**Extracted text**
# # # # # # #
In 2024, Vacations was named as one of Pandora's "Artists to Watch" in the rock category. They made their American television debut on CBS Morning's Saturday Sessions in 2024, performing "Next Exit" and a few weeks later, on Jimmy Kimmel Live. "Next Exit" has 2.6 million views on YouTube. Vacations performed "Midwest" on The Late Show with Stephen Colbert.

In May 2026, the group announced their fourth studio album Pursuit of Anything. With three songs out on the album as of September 2026, Holy Grail, I See Myself In You, and Last Call. The album will be released in October 2, 2026.

== Discography ==
===Albums===

Albums
| Title | Album details |
|---|---|
| Changes | Released: March 2018; Format: CD, cassette, digital; Label: Human Sounds Records (HSR-30); |
| Forever in Bloom | Released: September 2020; Format: CD, LP, digital; Label: No Fun, Believe; |
| No Place Like Home | Released: 12 January 2024; Format: CD, LP, digital; Label: No Fun, Nettwerk; |
| Pursuit of Anything | Scheduled release date: 2 October 2026; Format: CD, LP, digital; Label: No Fun, Nettwerk; |

===Extended plays===

EPs
| Title | Album details |
|---|---|
| Days | Released: September 2015; Format: CD, digital; Label: Campbell Burns; |
| Vibes | Released: December 2016; Format: CD, digital; Label: Campbell Burns; |
| Vacations on Audiotree Live | Released: 21 May 2025; Format: digital; Label: Vacations, Audiotree Music; |

===Certified singles===

Certified Singles
| Title | Album | Certification |
| "Relax" | Vibes | RIAA: Gold; |
| "Young" | ARIA: Platinum; BPI: Silver; MC: Gold; RIAA: 2× Platinum; RMNZ: Platinum; ZPAV: Gold; |
| "Telephones" | Changes | ARIA: Platinum; RIAA: Platinum; SNEP: Gold; |

== Awards and nominations ==
=== Rolling Stone Australia Awards ===
The Rolling Stone Australia Awards are awarded annually by the Australian edition of Rolling Stone magazine for outstanding contributions to popular culture in the previous year.
# # # # # # #
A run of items
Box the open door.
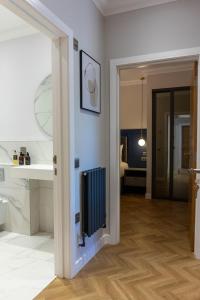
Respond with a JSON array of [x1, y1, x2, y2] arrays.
[[189, 62, 198, 251]]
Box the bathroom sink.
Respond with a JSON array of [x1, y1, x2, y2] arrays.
[[10, 164, 53, 180]]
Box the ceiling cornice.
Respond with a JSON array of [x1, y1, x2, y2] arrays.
[[92, 0, 176, 17]]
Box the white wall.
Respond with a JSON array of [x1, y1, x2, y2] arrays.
[[42, 0, 106, 269], [0, 33, 51, 141], [120, 84, 147, 129], [106, 0, 200, 59], [0, 33, 53, 234]]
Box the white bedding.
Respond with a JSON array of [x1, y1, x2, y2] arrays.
[[120, 161, 128, 177]]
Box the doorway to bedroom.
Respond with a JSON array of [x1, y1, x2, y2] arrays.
[[119, 60, 197, 249]]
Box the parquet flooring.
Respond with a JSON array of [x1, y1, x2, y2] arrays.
[[36, 196, 200, 300]]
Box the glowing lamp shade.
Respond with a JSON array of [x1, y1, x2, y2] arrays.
[[138, 137, 146, 147]]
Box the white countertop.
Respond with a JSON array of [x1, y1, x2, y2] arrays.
[[10, 164, 53, 180]]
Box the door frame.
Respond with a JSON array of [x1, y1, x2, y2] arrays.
[[151, 86, 191, 200], [110, 47, 200, 259], [0, 0, 76, 278]]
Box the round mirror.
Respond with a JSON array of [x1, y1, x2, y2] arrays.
[[34, 75, 53, 137]]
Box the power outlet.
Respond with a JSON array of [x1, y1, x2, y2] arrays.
[[0, 168, 5, 182]]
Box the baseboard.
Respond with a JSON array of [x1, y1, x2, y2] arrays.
[[145, 193, 151, 200], [72, 234, 111, 277]]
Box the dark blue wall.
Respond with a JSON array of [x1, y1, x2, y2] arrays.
[[121, 129, 147, 168]]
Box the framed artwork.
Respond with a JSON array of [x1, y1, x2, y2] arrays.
[[80, 50, 101, 114]]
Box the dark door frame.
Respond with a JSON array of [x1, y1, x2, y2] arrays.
[[151, 86, 191, 200]]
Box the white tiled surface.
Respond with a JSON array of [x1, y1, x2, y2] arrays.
[[0, 231, 55, 300]]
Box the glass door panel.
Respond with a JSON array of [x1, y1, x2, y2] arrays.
[[173, 89, 190, 200], [153, 92, 171, 198]]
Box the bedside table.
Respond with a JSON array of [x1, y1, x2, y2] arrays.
[[124, 168, 147, 188]]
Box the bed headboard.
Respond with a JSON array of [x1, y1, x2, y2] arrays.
[[121, 129, 147, 168], [121, 136, 128, 162]]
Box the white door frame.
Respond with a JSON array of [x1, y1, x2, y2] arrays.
[[0, 0, 76, 278], [110, 47, 200, 258]]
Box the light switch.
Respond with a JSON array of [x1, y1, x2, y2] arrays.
[[0, 168, 5, 182]]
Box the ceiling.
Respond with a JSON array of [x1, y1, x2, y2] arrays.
[[93, 0, 176, 16], [0, 5, 37, 42]]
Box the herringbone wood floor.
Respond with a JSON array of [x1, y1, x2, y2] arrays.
[[36, 196, 200, 300]]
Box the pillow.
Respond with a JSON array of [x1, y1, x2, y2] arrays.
[[120, 145, 124, 162]]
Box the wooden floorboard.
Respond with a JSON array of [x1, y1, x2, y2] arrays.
[[36, 195, 200, 300]]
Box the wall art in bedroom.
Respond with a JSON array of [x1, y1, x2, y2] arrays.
[[80, 50, 101, 114]]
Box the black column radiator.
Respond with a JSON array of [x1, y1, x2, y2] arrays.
[[80, 168, 106, 247]]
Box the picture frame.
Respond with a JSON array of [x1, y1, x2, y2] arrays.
[[80, 50, 101, 114]]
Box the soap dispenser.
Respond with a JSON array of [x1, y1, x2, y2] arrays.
[[19, 152, 24, 166], [25, 152, 31, 165], [13, 150, 19, 166]]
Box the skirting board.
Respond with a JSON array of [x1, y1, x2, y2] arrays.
[[73, 234, 111, 277], [145, 193, 151, 200]]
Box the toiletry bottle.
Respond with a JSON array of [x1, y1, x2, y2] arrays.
[[25, 152, 31, 165], [13, 150, 19, 166], [19, 152, 24, 166]]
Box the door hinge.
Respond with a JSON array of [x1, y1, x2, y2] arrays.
[[74, 38, 78, 51], [53, 155, 57, 165]]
# # # # # # #
**Your objective**
Copy out the passage of the text on the band Vacations that begins with "In 2024, Vacations" and ends with "with Stephen Colbert.", changing "Artists to Watch" to "Bands to Watch".

**In response**
In 2024, Vacations was named as one of Pandora's "Bands to Watch" in the rock category. They made their American television debut on CBS Morning's Saturday Sessions in 2024, performing "Next Exit" and a few weeks later, on Jimmy Kimmel Live. "Next Exit" has 2.6 million views on YouTube. Vacations performed "Midwest" on The Late Show with Stephen Colbert.